-- BEGIN --
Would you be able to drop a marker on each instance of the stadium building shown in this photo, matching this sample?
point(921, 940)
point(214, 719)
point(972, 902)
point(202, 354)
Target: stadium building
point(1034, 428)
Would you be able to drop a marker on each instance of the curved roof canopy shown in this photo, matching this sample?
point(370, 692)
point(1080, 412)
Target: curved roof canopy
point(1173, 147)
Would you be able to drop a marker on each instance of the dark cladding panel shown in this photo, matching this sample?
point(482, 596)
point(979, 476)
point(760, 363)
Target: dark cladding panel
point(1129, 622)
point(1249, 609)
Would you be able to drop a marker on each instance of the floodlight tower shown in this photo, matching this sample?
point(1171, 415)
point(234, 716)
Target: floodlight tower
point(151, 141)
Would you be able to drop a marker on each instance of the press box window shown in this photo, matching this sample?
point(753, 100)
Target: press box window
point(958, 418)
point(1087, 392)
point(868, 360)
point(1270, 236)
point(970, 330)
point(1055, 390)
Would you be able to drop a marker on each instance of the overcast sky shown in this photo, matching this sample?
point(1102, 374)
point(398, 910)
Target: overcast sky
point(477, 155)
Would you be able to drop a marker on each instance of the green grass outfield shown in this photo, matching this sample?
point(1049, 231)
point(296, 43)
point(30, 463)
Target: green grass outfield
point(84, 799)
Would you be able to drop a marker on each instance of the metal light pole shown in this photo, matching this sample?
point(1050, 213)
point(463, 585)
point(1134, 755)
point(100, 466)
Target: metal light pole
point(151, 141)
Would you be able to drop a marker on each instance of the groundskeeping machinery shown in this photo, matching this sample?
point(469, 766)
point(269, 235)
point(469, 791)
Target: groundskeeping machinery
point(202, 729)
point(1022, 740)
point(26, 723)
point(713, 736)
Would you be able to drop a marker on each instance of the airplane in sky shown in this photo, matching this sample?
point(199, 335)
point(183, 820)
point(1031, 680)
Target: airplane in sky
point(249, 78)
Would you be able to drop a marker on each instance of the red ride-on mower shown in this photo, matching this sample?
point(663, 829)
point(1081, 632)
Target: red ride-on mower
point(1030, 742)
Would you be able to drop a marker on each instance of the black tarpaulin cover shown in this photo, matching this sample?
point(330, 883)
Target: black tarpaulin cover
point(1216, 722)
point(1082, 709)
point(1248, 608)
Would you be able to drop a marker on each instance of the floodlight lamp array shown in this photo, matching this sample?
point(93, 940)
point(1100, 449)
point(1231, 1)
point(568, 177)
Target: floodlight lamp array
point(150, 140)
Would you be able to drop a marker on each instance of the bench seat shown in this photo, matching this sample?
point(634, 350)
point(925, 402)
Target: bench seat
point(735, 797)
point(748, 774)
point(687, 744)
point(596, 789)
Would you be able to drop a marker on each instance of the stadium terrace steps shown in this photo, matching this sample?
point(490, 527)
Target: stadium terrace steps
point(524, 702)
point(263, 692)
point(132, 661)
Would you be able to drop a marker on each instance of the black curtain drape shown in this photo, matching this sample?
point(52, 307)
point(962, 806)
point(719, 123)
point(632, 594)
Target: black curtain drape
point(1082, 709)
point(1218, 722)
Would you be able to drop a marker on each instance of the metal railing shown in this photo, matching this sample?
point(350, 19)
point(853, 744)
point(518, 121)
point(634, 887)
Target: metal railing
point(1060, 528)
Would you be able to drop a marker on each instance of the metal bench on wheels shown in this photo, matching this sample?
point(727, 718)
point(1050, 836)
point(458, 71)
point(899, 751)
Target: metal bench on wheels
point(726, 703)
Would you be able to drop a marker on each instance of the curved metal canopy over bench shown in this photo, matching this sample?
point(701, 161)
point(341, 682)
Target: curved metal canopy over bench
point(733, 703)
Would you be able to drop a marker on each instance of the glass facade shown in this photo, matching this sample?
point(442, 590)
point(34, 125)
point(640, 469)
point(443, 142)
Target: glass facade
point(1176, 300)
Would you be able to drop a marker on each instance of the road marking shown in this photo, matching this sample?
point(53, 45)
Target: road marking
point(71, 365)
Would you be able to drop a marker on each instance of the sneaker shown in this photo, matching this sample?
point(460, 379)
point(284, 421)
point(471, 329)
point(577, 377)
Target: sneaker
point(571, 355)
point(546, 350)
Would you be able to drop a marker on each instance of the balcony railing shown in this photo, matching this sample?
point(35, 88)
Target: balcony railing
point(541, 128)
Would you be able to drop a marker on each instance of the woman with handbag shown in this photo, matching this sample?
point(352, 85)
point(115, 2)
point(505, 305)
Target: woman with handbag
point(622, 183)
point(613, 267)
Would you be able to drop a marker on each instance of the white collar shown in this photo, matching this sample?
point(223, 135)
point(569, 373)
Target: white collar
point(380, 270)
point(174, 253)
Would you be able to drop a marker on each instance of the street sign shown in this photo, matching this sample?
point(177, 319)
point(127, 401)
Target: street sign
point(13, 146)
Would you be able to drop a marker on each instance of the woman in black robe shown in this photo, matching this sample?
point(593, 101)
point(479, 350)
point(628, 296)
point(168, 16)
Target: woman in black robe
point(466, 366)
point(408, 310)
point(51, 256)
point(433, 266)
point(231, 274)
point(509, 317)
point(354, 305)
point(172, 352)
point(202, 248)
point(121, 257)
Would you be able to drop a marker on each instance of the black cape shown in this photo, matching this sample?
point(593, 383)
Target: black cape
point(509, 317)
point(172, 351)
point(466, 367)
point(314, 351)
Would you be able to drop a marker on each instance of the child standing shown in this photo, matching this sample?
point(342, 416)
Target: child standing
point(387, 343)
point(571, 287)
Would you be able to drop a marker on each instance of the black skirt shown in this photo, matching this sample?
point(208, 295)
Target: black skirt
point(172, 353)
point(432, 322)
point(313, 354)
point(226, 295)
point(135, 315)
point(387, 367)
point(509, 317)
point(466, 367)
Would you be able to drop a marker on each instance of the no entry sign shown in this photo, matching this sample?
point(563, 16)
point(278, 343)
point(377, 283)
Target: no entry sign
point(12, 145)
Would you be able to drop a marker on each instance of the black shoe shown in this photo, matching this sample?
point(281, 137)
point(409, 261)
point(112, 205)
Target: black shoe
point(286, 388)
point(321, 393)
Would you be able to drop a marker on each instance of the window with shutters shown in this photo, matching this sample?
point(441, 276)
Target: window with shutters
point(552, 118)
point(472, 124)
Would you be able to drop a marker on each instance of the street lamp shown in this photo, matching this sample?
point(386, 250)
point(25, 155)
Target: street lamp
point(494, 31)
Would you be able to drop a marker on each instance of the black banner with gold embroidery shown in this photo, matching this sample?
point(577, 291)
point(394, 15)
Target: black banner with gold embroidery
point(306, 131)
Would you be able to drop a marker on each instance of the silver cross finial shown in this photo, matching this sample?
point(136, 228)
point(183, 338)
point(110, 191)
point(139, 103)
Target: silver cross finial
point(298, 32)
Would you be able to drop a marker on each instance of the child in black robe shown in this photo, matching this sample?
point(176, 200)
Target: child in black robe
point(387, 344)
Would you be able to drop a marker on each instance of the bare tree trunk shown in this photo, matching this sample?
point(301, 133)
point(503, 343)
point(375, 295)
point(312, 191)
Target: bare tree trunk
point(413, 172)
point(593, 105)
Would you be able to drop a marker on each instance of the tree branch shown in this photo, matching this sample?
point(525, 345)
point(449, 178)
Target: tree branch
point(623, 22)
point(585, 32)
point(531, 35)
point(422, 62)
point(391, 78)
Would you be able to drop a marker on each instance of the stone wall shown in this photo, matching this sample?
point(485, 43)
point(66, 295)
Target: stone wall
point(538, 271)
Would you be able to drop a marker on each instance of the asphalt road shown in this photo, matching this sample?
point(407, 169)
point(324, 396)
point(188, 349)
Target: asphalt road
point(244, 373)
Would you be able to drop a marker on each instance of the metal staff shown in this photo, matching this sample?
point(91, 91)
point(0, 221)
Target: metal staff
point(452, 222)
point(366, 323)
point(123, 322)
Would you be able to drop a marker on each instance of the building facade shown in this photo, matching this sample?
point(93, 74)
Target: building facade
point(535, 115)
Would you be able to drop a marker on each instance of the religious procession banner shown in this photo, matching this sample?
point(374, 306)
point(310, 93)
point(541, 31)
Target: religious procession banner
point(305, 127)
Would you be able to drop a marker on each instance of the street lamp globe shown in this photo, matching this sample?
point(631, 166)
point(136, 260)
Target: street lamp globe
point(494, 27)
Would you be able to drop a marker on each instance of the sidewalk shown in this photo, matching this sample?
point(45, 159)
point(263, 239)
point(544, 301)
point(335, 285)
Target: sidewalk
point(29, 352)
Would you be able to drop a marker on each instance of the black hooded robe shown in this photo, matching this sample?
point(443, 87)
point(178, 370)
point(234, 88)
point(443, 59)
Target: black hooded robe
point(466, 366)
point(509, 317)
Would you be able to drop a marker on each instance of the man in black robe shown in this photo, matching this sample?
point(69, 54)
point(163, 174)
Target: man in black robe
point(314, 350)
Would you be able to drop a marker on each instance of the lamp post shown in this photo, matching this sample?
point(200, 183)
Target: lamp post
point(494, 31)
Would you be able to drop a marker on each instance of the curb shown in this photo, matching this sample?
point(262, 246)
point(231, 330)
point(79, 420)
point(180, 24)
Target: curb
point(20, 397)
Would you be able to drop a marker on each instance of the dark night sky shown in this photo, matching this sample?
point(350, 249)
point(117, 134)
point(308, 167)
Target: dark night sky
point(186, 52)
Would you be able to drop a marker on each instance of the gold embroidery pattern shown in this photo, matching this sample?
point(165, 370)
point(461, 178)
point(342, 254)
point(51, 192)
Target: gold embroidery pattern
-- END --
Copy the entries word for word, starting with the line that contains "the dark night" and continuing through the last line of the entries.

Would you be able to drop a marker on each instance of the dark night sky shown in this photo, matching this sample?
point(350, 249)
point(117, 134)
point(308, 167)
Target: dark night sky
point(186, 52)
Would you be able to drop a marker on each instance of the gold embroidery pattern shown in this photo, matching this sample?
point(165, 370)
point(461, 178)
point(342, 254)
point(51, 192)
Target: gold embroidery pattern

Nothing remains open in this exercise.